» **DIRECTIONS FOR THIS TASK**: Using the records that appear below, write out exactly the lines from the one with "Identify each instance of the grey" through the one with "Identify each instance of the asphalt", keeping both end lines.

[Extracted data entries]
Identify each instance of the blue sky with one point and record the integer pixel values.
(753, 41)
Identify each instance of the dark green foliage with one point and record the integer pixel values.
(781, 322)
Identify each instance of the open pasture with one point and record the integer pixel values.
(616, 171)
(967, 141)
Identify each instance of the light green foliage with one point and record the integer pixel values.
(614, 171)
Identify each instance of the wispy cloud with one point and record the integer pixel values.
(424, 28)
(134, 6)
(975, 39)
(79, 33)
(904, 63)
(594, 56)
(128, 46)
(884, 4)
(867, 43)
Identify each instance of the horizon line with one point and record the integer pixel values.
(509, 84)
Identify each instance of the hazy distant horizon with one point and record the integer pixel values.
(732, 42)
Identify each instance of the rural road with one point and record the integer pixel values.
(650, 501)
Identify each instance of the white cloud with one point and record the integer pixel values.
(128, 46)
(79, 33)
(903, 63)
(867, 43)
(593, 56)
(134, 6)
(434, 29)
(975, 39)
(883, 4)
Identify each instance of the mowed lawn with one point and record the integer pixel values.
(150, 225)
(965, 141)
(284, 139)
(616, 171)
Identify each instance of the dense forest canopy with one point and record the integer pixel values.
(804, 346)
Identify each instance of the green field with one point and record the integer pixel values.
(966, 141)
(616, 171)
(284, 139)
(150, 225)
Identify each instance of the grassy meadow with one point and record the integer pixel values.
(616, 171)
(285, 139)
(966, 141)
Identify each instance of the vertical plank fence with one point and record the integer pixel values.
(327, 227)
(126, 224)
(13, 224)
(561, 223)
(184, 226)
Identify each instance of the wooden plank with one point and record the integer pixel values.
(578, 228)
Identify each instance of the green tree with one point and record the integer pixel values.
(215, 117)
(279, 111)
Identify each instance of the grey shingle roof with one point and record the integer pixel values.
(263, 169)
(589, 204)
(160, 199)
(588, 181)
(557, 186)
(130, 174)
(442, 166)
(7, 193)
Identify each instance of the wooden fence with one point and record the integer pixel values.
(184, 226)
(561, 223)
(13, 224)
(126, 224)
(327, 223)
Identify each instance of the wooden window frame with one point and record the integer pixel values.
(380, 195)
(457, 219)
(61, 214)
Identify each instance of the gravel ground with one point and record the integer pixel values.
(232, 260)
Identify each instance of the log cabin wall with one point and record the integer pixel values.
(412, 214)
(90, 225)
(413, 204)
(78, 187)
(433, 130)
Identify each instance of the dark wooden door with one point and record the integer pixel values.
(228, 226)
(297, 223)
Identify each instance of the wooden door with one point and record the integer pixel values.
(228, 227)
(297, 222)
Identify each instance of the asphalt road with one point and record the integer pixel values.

...

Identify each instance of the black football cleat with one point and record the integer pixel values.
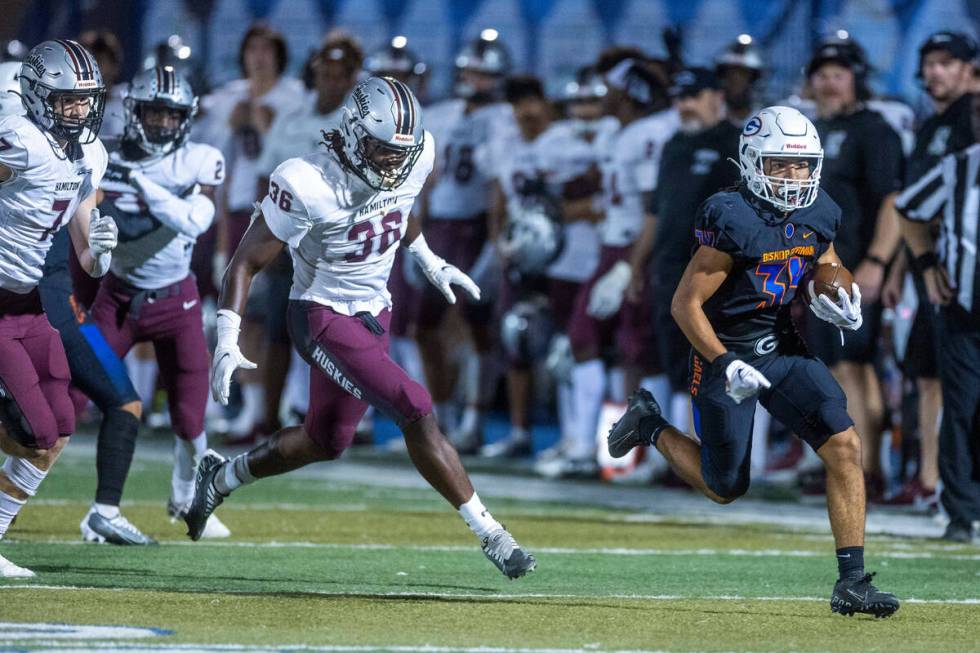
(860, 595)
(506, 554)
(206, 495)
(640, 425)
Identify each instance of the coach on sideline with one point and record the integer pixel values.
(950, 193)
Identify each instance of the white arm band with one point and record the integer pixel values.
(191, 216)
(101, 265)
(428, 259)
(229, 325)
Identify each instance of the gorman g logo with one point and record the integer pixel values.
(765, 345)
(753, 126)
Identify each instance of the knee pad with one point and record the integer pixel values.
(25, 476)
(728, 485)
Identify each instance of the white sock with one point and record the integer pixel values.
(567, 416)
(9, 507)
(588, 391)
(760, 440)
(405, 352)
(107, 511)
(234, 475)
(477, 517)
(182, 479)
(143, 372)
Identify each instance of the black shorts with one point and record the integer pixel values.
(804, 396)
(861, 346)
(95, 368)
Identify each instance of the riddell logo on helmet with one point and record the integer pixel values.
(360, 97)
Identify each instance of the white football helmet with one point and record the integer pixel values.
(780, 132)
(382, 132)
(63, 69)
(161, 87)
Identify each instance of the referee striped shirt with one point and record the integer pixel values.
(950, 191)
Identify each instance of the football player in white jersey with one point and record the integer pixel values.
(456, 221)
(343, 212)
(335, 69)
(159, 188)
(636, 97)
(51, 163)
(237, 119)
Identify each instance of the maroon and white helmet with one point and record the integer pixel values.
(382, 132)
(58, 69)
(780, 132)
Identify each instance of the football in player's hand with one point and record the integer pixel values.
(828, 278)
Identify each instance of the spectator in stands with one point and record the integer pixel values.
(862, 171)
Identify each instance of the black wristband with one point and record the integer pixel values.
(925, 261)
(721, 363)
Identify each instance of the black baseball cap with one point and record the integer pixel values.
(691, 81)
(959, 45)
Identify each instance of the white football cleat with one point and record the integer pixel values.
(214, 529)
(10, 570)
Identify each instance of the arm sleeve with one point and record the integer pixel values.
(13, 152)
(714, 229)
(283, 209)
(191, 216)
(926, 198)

» **RESPONSE FOR THIS EXERCISE**:
Identify each instance of the grey shingle roof with one point and record the integer pixel values.
(263, 169)
(589, 204)
(160, 199)
(588, 181)
(557, 186)
(130, 174)
(442, 166)
(7, 193)
Identify each instance of the wooden fence with one point and record the integer pixel values.
(184, 226)
(561, 223)
(13, 224)
(126, 224)
(327, 223)
Identify each instance of the wooden window frame with one point and record the integer pixel values.
(380, 195)
(457, 219)
(61, 214)
Identify each instance of the gravel ground with one point and record the integer pixel values.
(232, 260)
Identify each instance of the log cabin wall with one point and record the integer pixel values.
(412, 214)
(90, 225)
(413, 204)
(78, 187)
(433, 130)
Identify each instance of the dark wooden door with one point and record the integer pixel values.
(228, 226)
(297, 223)
Identify each instance of the wooden door with one point and record the integer pixel values.
(228, 227)
(297, 222)
Identify each instance of the asphalt road with one point and record the integer pixel values.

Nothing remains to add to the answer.